● TASK DIRECTIONS: At the line containing "Label a point on each instance of the tree", begin retyping, and continue word for word until the records below run out.

Extracted data entries
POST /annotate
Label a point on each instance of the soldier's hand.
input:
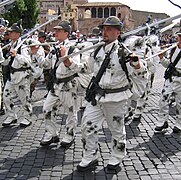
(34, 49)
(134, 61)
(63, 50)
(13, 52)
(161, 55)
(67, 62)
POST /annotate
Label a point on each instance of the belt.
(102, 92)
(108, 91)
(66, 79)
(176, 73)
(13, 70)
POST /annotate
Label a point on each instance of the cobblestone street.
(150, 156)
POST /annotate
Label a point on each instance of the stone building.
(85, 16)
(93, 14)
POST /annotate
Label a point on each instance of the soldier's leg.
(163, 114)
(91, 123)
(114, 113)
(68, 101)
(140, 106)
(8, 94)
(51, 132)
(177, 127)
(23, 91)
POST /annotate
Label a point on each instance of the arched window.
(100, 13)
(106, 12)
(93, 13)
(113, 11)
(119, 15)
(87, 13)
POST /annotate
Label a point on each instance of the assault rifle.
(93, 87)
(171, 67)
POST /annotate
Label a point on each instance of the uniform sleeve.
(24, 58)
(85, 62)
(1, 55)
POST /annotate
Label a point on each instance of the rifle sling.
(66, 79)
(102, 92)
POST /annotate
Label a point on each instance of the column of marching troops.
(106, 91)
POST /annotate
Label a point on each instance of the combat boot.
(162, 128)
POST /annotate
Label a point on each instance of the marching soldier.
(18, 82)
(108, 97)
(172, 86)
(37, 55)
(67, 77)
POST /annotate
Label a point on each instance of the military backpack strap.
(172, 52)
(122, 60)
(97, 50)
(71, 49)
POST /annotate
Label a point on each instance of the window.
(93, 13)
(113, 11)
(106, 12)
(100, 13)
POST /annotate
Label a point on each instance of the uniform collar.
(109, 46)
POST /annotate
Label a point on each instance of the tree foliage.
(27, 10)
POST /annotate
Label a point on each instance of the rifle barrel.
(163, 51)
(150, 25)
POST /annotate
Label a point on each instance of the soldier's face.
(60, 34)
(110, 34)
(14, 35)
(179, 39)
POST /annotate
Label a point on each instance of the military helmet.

● ANSWER SPACE:
Label a point on each instance of the tree foliage.
(27, 10)
POST /annotate
Label a point on each instance of the rifle barrel.
(163, 51)
(150, 25)
POST /annotate
Label a point on each instance of the soldier's face.
(60, 34)
(110, 34)
(14, 35)
(179, 39)
POST /annotate
Label a point on each instance of the military helmet.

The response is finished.